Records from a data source
◇ ◇ ◇

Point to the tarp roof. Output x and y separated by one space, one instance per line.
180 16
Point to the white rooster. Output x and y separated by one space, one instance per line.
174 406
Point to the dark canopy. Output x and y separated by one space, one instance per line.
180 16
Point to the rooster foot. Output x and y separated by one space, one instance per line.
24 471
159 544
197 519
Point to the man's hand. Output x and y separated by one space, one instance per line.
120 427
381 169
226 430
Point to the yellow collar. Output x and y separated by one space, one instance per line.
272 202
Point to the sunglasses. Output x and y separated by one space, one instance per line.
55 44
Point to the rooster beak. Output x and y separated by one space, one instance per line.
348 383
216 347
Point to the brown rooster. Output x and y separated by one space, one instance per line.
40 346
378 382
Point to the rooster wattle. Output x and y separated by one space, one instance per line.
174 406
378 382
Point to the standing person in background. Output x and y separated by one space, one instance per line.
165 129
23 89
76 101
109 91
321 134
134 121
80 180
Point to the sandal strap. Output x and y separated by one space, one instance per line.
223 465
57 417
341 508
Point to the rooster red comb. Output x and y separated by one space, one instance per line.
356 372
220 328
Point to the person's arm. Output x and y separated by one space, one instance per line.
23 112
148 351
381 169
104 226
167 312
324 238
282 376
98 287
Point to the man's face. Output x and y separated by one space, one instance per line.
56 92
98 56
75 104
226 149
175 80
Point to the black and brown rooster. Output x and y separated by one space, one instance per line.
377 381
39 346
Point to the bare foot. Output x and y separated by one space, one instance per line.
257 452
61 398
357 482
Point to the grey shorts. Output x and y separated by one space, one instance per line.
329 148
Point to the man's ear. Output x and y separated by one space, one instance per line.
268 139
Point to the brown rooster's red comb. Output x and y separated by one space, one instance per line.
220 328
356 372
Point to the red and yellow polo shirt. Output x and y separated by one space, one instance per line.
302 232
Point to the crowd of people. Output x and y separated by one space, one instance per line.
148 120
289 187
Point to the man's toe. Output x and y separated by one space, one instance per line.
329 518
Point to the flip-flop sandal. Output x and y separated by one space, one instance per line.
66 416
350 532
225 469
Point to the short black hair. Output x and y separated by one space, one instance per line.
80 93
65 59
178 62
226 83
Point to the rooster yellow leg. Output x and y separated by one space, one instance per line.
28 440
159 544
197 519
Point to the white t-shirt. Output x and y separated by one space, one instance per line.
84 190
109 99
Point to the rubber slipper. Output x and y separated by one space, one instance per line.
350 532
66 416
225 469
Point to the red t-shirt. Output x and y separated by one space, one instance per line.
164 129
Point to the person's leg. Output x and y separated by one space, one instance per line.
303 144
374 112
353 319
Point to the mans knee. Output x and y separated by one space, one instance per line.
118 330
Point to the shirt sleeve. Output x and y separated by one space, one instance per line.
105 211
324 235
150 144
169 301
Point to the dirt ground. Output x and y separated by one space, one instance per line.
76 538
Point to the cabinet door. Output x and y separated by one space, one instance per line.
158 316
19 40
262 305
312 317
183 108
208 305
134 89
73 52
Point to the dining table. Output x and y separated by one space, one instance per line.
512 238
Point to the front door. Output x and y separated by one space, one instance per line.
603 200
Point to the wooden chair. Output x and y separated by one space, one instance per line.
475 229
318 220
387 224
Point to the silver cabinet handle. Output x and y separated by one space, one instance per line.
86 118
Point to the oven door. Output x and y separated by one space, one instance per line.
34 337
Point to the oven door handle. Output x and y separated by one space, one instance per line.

◇ ◇ ◇

**WHAT THE TASK ASKS**
Would you copy each line of the data exactly as it appears above?

**PROBLEM SOLUTION**
Point to the tarp roof. Output x and y separated by one space, one instance per line.
180 16
Point to the white rooster. Output x and y separated by one space, one instance per line.
174 406
Point to the dark canopy. Output x and y separated by one space, one instance per line.
180 16
Point to the rooster foot. Output x and y separated by one space, one instance per line.
24 471
159 544
197 519
Point to the man's hand. Output x and y separated by one space, one instance per line.
120 427
381 169
226 430
Point to the yellow collar. Output x and y separated by one space, one instance per line.
272 202
Point to the sunglasses. Output x and y separated by one space, one instance per line.
55 44
Point to the rooster beak. Output x and y separated by one space, one instance per line.
348 383
216 347
Point to the brown rooster. Output x and y separated by one space, one instance per line.
40 346
378 382
Point to the rooster wattle. Output x and y separated by one space, one instance per line.
174 406
378 382
Point to the standing person in background. Output x and y separated by one space, one instance per line.
165 129
23 89
76 101
109 91
321 134
134 121
80 180
Point to the sandal strap. Output x and y separated by one space, one instance per line.
223 465
57 417
341 508
Point to the rooster red comb. Output x and y separated by one space, one instance per line.
356 372
220 328
Point to the person's arm. Output x and y separated by one space, one instance per line.
23 112
148 351
381 169
104 226
167 312
324 238
282 376
98 287
Point to the man's face. Output x and y separated by one space, one instance per line.
56 92
98 56
75 104
226 149
175 80
Point to the black and brown rooster. Output x and y separated by one space, one instance per line.
377 381
39 346
Point to the bare foot. Output x and y separated by one space, one instance per line.
257 452
61 398
357 482
Point to the grey shorts. Output x and y separated by one space, one instance per line.
329 148
Point to the man's ear. Output x and y separated by one space, one instance per line.
268 139
Point to the brown rooster's red comb. Output x and y separated by one space, one instance per line.
220 328
356 372
Point to the red and yellow polo shirt. Output x and y separated by one space, one instance per line.
302 232
Point to the crowd of people. Output x and y separated by one space, one instance per line.
148 120
289 187
Point to the man's toe. Output x and y separated by one space, one instance per line.
329 518
Point to the flip-flop sandal. Output x and y separated by one space, one instance per line.
66 416
350 532
225 469
Point to the short black hair. Output x and y separated by one space, one instance per line.
80 93
65 59
178 62
226 83
Point to the rooster yellow leg. Output x and y separated by one space, one instance per line.
28 440
159 544
197 519
Point to the white t-shirt. Output x and y separated by one space, one instance per line.
84 190
109 99
Point to the rubber slipper. Output x and y separated by one space, one instance per line.
350 532
66 416
225 469
Point to the red t-shirt. Output x and y separated by one space, one instance per line.
164 129
Point to the person's leg. Output x and y separated by one space, one instance per line.
303 144
374 112
353 319
Point to the mans knee. Output x and y separated by one space, one instance per line.
118 330
Point to the shirt sleeve. Output x and y separated by one space, one instance per line.
105 211
324 235
150 144
169 301
Point to the dirt ground. Output x and y separated by one space, one instance per line.
76 538
Point to the cabinet door. Output x and y separated by one space, one instance per line.
158 316
19 40
262 305
312 317
183 108
208 305
134 89
73 52
Point to the dining table. Output x and y separated by one space, one instance per line.
512 238
Point to the front door. Output x and y separated by one space, one instance per line.
603 200
Point to the wooden chair. Output x and y separated by one space, one instance per line.
475 229
318 220
387 224
Point to the silver cabinet handle. Output x and y separated by one space, one instance per line.
86 118
Point to the oven door. Output x and y separated by one space, one instance per line.
34 337
Point to the oven door handle. Output x and y separated by one space, one instance per line.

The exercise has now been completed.